[Recorded data]

# # # # # # #

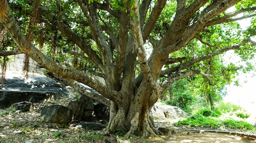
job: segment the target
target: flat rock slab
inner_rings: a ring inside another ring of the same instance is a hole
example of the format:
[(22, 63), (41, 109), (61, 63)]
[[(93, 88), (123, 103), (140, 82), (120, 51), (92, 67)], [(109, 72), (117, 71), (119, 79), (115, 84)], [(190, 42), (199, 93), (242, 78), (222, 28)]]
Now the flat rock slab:
[(0, 89), (0, 108), (23, 101), (41, 102), (68, 94), (64, 85), (44, 75), (30, 75), (27, 79), (15, 76), (7, 77)]

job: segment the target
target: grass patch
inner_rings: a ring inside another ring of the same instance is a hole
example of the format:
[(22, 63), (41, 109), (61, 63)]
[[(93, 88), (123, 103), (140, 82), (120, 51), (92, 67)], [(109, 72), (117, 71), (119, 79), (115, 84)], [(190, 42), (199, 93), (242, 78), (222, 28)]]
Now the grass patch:
[(204, 117), (200, 114), (197, 114), (187, 117), (184, 120), (179, 121), (173, 125), (177, 126), (187, 126), (189, 127), (204, 127), (211, 128), (218, 128), (221, 127), (231, 130), (251, 130), (254, 129), (249, 123), (243, 121), (233, 119), (220, 120), (210, 117)]

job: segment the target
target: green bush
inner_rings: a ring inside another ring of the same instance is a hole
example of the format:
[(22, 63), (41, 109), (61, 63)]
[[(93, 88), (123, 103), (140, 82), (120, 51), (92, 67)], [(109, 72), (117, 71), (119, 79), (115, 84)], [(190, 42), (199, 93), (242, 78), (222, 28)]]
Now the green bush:
[(221, 113), (218, 110), (212, 111), (209, 109), (204, 109), (200, 110), (198, 112), (198, 114), (201, 114), (204, 117), (218, 117), (220, 116)]
[(236, 113), (235, 114), (236, 116), (243, 119), (248, 118), (250, 116), (250, 114), (248, 114), (247, 113), (244, 114), (243, 113), (241, 112)]
[(189, 126), (191, 127), (204, 127), (206, 128), (217, 128), (219, 126), (218, 120), (209, 117), (203, 117), (202, 115), (193, 115), (186, 119), (179, 121), (173, 124), (174, 126)]
[(254, 127), (250, 124), (243, 121), (236, 121), (234, 119), (226, 119), (221, 121), (221, 124), (230, 128), (240, 128), (241, 129), (252, 130)]
[(220, 105), (218, 108), (223, 113), (234, 112), (242, 110), (242, 107), (240, 106), (235, 105), (230, 102), (227, 102), (225, 104), (223, 102), (220, 103)]
[(173, 96), (172, 100), (165, 101), (165, 104), (178, 107), (186, 112), (190, 113), (191, 109), (189, 107), (193, 101), (193, 96), (186, 93), (176, 95)]

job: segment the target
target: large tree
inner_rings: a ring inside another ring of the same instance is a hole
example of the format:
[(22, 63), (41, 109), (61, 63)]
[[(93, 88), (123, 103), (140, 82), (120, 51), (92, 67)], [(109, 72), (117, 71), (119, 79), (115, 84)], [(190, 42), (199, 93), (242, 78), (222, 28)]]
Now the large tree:
[[(255, 2), (1, 0), (1, 33), (8, 33), (1, 39), (10, 35), (15, 44), (4, 43), (1, 55), (24, 53), (52, 78), (109, 106), (106, 132), (155, 136), (149, 111), (174, 82), (204, 78), (210, 95), (216, 89), (211, 87), (229, 83), (242, 67), (224, 64), (223, 53), (252, 58)], [(249, 17), (252, 26), (243, 31), (236, 21)]]

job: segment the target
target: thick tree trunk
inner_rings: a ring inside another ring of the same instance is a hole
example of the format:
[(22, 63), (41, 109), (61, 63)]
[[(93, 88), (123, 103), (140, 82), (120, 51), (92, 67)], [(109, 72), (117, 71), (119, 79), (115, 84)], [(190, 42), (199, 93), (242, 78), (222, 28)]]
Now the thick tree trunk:
[(149, 119), (149, 109), (151, 107), (148, 106), (148, 102), (145, 102), (148, 103), (145, 104), (142, 101), (134, 100), (130, 107), (119, 108), (115, 116), (110, 116), (106, 132), (120, 130), (124, 132), (128, 131), (125, 135), (127, 138), (134, 135), (142, 138), (157, 136), (157, 130)]

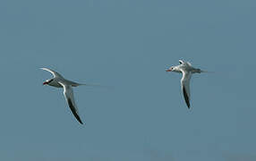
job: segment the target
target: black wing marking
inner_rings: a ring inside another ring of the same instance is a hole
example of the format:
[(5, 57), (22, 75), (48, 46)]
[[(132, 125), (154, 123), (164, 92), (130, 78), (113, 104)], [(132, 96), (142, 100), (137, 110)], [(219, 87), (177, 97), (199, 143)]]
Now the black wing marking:
[(184, 98), (185, 98), (185, 102), (186, 102), (186, 104), (187, 104), (187, 106), (188, 106), (188, 108), (190, 108), (190, 106), (191, 106), (191, 105), (190, 105), (190, 99), (189, 99), (189, 97), (188, 97), (188, 95), (187, 95), (187, 92), (186, 92), (184, 87), (183, 87), (183, 96), (184, 96)]
[(75, 116), (75, 118), (77, 119), (77, 121), (79, 121), (79, 123), (81, 124), (83, 124), (82, 122), (81, 121), (81, 118), (80, 116), (77, 114), (76, 111), (75, 111), (75, 107), (73, 106), (73, 103), (72, 103), (72, 100), (70, 98), (67, 99), (67, 102), (68, 102), (68, 106), (73, 113), (73, 114)]

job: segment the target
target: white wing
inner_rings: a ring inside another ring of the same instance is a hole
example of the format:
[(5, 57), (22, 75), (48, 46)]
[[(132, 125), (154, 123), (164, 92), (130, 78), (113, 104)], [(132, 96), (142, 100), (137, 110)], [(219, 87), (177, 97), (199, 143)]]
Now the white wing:
[(81, 118), (78, 115), (78, 109), (76, 108), (76, 105), (74, 102), (72, 86), (66, 85), (65, 83), (64, 83), (62, 81), (58, 81), (58, 82), (64, 87), (64, 97), (68, 103), (68, 106), (69, 106), (73, 114), (75, 116), (77, 121), (79, 121), (79, 123), (82, 124), (82, 122), (81, 121)]
[(183, 97), (185, 99), (185, 102), (190, 108), (190, 80), (192, 77), (192, 73), (190, 72), (183, 72), (183, 78), (181, 80), (181, 85), (182, 85), (182, 90), (183, 92)]
[(63, 78), (63, 76), (61, 74), (59, 74), (57, 72), (55, 72), (55, 71), (47, 69), (47, 68), (40, 68), (40, 69), (51, 72), (54, 75), (54, 77)]

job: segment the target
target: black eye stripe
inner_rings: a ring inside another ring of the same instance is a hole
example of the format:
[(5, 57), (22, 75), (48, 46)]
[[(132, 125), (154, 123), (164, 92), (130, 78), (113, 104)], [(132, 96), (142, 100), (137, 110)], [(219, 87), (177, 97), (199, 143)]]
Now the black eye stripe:
[(54, 80), (54, 79), (50, 80), (48, 81), (48, 83), (52, 82), (53, 80)]

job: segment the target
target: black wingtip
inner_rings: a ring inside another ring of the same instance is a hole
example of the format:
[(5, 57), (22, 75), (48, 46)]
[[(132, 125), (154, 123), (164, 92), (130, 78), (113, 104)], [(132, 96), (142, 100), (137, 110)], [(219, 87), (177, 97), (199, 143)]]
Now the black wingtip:
[(81, 122), (80, 116), (77, 114), (76, 111), (75, 111), (75, 108), (72, 103), (72, 100), (70, 98), (68, 98), (68, 105), (69, 105), (69, 107), (73, 113), (73, 114), (75, 116), (76, 120), (81, 123), (81, 124), (83, 124), (83, 123)]

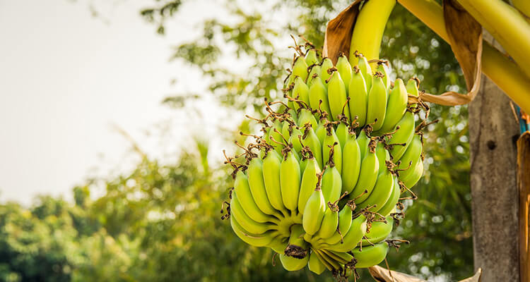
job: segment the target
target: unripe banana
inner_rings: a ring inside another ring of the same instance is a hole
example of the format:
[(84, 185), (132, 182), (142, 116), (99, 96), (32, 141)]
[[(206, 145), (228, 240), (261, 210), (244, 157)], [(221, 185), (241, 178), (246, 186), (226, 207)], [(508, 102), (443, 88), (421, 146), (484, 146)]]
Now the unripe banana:
[(374, 189), (365, 200), (357, 205), (357, 209), (361, 210), (367, 207), (372, 206), (370, 212), (377, 212), (390, 198), (394, 187), (394, 175), (384, 168), (384, 172), (379, 175)]
[(366, 151), (368, 148), (368, 142), (370, 142), (370, 137), (366, 135), (365, 130), (360, 130), (359, 135), (357, 137), (357, 143), (359, 145), (359, 149), (360, 149), (360, 159), (364, 159), (366, 156)]
[(315, 234), (315, 237), (318, 236), (323, 239), (329, 238), (336, 231), (338, 226), (338, 207), (334, 207), (331, 209), (329, 207), (329, 203), (328, 203), (328, 208), (326, 209), (326, 212), (324, 213), (322, 223), (320, 225), (320, 229)]
[(379, 264), (387, 257), (389, 246), (387, 242), (381, 242), (373, 246), (363, 247), (362, 250), (355, 248), (352, 252), (357, 259), (355, 268), (364, 269)]
[(406, 111), (408, 96), (403, 80), (398, 78), (394, 82), (394, 88), (389, 94), (384, 122), (379, 131), (389, 132), (396, 126)]
[(350, 86), (350, 80), (351, 80), (351, 66), (350, 66), (350, 62), (348, 61), (348, 58), (346, 58), (344, 54), (341, 54), (338, 56), (336, 68), (341, 74), (342, 81), (344, 82), (346, 92), (348, 92), (348, 87)]
[(278, 211), (271, 204), (265, 189), (265, 182), (263, 179), (263, 161), (259, 158), (254, 158), (250, 161), (247, 168), (249, 178), (249, 186), (252, 193), (256, 204), (265, 214), (271, 214), (278, 219), (281, 218)]
[(322, 145), (312, 128), (309, 127), (305, 128), (302, 139), (304, 145), (310, 147), (314, 159), (317, 160), (319, 167), (320, 169), (322, 169), (324, 167), (324, 160), (322, 159)]
[(233, 216), (230, 216), (230, 224), (232, 225), (232, 230), (234, 231), (237, 237), (247, 244), (254, 247), (265, 247), (268, 245), (278, 234), (276, 231), (268, 231), (262, 235), (251, 234), (243, 229)]
[(254, 221), (247, 215), (243, 207), (241, 207), (241, 204), (237, 200), (237, 193), (235, 192), (232, 193), (232, 200), (230, 200), (230, 214), (235, 218), (235, 220), (237, 221), (237, 223), (240, 223), (243, 229), (252, 234), (263, 234), (269, 230), (273, 229), (272, 224)]
[[(384, 83), (384, 87), (388, 90), (390, 88), (390, 84), (391, 82), (390, 82), (390, 75), (389, 75), (390, 74), (390, 70), (388, 69), (387, 63), (388, 61), (379, 61), (377, 63), (377, 71), (384, 75), (383, 78), (383, 83)], [(387, 92), (387, 94), (388, 94), (388, 91)]]
[(234, 192), (237, 194), (240, 203), (249, 217), (260, 223), (273, 221), (273, 216), (264, 214), (256, 204), (252, 197), (252, 193), (250, 192), (248, 178), (241, 171), (236, 173)]
[(350, 116), (357, 116), (359, 125), (364, 126), (366, 124), (366, 111), (368, 108), (368, 92), (365, 78), (357, 66), (353, 67), (348, 96), (350, 97)]
[(281, 183), (280, 172), (281, 157), (273, 150), (269, 150), (263, 159), (263, 179), (265, 183), (265, 190), (271, 204), (276, 209), (285, 209), (283, 200), (281, 198)]
[(300, 195), (298, 196), (298, 212), (302, 214), (304, 214), (307, 200), (313, 193), (314, 188), (317, 187), (318, 183), (317, 175), (320, 172), (321, 169), (317, 160), (314, 157), (308, 159), (304, 174), (302, 176)]
[(305, 63), (307, 63), (307, 66), (311, 66), (318, 63), (318, 62), (319, 58), (317, 55), (317, 49), (312, 48), (307, 50), (307, 52), (305, 53)]
[(394, 145), (394, 148), (390, 150), (390, 155), (393, 159), (399, 159), (405, 153), (408, 145), (414, 136), (414, 115), (410, 111), (407, 111), (403, 116), (403, 118), (396, 125), (396, 128), (399, 126), (399, 129), (389, 138), (389, 144), (405, 144), (405, 146), (400, 145)]
[(305, 63), (305, 59), (302, 56), (298, 56), (295, 61), (295, 63), (293, 65), (293, 73), (291, 77), (295, 78), (299, 77), (302, 78), (302, 80), (305, 81), (307, 78), (307, 64)]
[(304, 216), (302, 218), (302, 226), (305, 232), (313, 235), (320, 228), (324, 213), (326, 212), (326, 200), (320, 188), (322, 175), (319, 175), (317, 187), (311, 194), (304, 208)]
[[(359, 66), (360, 73), (363, 74), (363, 77), (365, 78), (365, 82), (366, 82), (366, 89), (370, 90), (372, 88), (372, 68), (368, 63), (368, 60), (363, 54), (359, 54), (359, 61), (357, 65)], [(367, 122), (367, 123), (368, 122)]]
[(412, 163), (410, 168), (399, 173), (399, 180), (403, 181), (406, 187), (412, 188), (420, 180), (422, 173), (423, 173), (423, 161), (419, 158)]
[(276, 236), (273, 240), (267, 245), (267, 247), (270, 247), (278, 254), (283, 254), (287, 247), (289, 242), (287, 238), (283, 236)]
[[(322, 161), (324, 165), (331, 163), (329, 161), (331, 155), (333, 158), (331, 162), (333, 162), (334, 166), (336, 167), (338, 173), (342, 173), (342, 149), (341, 145), (338, 145), (338, 137), (335, 134), (333, 127), (330, 125), (328, 125), (326, 136), (324, 136), (322, 142)], [(331, 148), (333, 148), (333, 154), (331, 154)]]
[[(331, 114), (328, 102), (328, 90), (324, 82), (318, 77), (312, 79), (310, 87), (310, 106), (312, 109), (322, 109), (323, 111)], [(320, 103), (322, 101), (322, 104)]]
[(333, 68), (333, 62), (329, 58), (324, 58), (322, 59), (322, 64), (320, 65), (320, 79), (322, 81), (326, 81), (329, 78), (329, 73), (328, 70)]
[(394, 211), (394, 209), (396, 207), (396, 204), (397, 204), (399, 200), (401, 190), (398, 181), (398, 178), (394, 177), (394, 185), (392, 185), (392, 195), (390, 195), (389, 200), (378, 212), (379, 214), (382, 214), (384, 216), (388, 216), (392, 211)]
[[(302, 101), (305, 106), (310, 106), (309, 87), (300, 78), (295, 79), (295, 87), (293, 88), (293, 98)], [(294, 103), (294, 109), (298, 110), (300, 108), (299, 103)]]
[[(372, 143), (372, 142), (370, 142)], [(350, 195), (350, 199), (355, 199), (355, 202), (362, 202), (372, 192), (375, 185), (375, 181), (377, 179), (377, 174), (379, 174), (379, 161), (377, 160), (377, 156), (375, 154), (375, 151), (373, 148), (368, 148), (371, 145), (367, 145), (365, 149), (366, 155), (360, 164), (360, 171), (359, 172), (359, 179), (357, 181), (355, 188), (353, 188), (353, 191)], [(365, 193), (361, 196), (361, 194), (365, 192), (365, 190), (367, 191), (367, 193)]]
[(375, 73), (372, 79), (372, 88), (370, 88), (368, 93), (368, 108), (366, 114), (366, 123), (375, 122), (372, 125), (374, 131), (379, 130), (383, 125), (387, 111), (387, 88), (384, 87), (382, 78), (383, 75), (381, 73)]
[(363, 239), (361, 244), (364, 246), (369, 246), (372, 244), (377, 244), (386, 239), (390, 233), (392, 232), (394, 226), (394, 218), (387, 216), (387, 222), (375, 221), (372, 223), (370, 232), (367, 232), (365, 236), (367, 239)]
[(377, 142), (377, 146), (375, 147), (375, 154), (377, 155), (377, 161), (379, 161), (379, 174), (387, 171), (386, 161), (390, 161), (390, 153), (387, 149), (384, 149), (384, 145), (382, 142)]
[(334, 202), (341, 197), (342, 179), (341, 173), (335, 166), (329, 166), (324, 171), (322, 177), (322, 194), (326, 202)]
[(294, 212), (298, 205), (300, 172), (298, 161), (293, 150), (289, 151), (281, 162), (280, 183), (281, 184), (281, 198), (283, 205)]
[(351, 193), (359, 179), (360, 171), (360, 148), (355, 133), (348, 133), (342, 149), (342, 192)]
[(344, 148), (344, 145), (346, 144), (346, 138), (350, 135), (348, 129), (348, 125), (341, 122), (337, 125), (337, 128), (335, 130), (335, 134), (337, 135), (338, 139), (338, 145), (341, 146), (341, 149)]
[(326, 270), (326, 266), (320, 261), (318, 256), (314, 252), (312, 252), (310, 255), (310, 260), (307, 263), (309, 269), (318, 275), (320, 275)]
[(309, 68), (310, 69), (309, 75), (307, 75), (307, 86), (311, 88), (311, 85), (314, 82), (314, 80), (317, 79), (318, 80), (320, 80), (322, 82), (322, 80), (320, 80), (320, 66), (319, 65), (312, 65), (310, 66)]
[[(335, 69), (336, 70), (336, 69)], [(328, 81), (328, 102), (329, 102), (329, 109), (331, 111), (331, 119), (338, 121), (338, 116), (342, 113), (344, 109), (344, 114), (349, 121), (350, 108), (346, 104), (346, 89), (344, 82), (341, 78), (341, 75), (338, 71), (334, 71), (329, 80)]]
[(299, 127), (302, 128), (307, 123), (309, 123), (313, 128), (317, 128), (317, 125), (318, 125), (318, 122), (317, 122), (317, 119), (314, 118), (314, 116), (313, 116), (311, 111), (307, 109), (300, 109), (300, 114), (298, 115), (298, 123), (297, 124)]
[(283, 254), (280, 254), (280, 262), (281, 265), (285, 270), (289, 271), (295, 271), (300, 270), (307, 264), (309, 261), (309, 256), (306, 256), (303, 259), (297, 259), (295, 257), (288, 257)]
[(355, 247), (366, 233), (366, 218), (363, 215), (360, 215), (351, 222), (350, 230), (344, 235), (343, 242), (339, 242), (335, 245), (325, 246), (324, 248), (334, 252), (349, 252)]

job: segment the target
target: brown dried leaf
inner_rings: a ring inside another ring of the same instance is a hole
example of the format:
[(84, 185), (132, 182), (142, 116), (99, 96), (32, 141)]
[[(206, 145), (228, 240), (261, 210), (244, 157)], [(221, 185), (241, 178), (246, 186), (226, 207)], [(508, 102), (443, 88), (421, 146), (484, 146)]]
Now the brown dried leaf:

# # # # # # #

» **GOAL**
Repeat the listing word for word, beginning at its start and stopping after the line that contains "76), (7, 77)]". Leave out the pictures.

» **ANSWER TO THIS PROBLEM**
job: segment the target
target: flat rock slab
inner_rings: a ring inside another ring of the same instance is a hole
example of the format:
[(22, 63), (41, 109), (61, 63)]
[[(93, 88), (123, 103), (140, 82), (120, 51), (92, 67)], [(109, 72), (117, 71), (119, 79), (115, 84)], [(190, 42), (199, 93), (242, 78), (222, 28)]]
Now the flat rock slab:
[(0, 89), (0, 108), (23, 101), (41, 102), (68, 94), (64, 85), (44, 75), (30, 75), (27, 79), (15, 76), (7, 77)]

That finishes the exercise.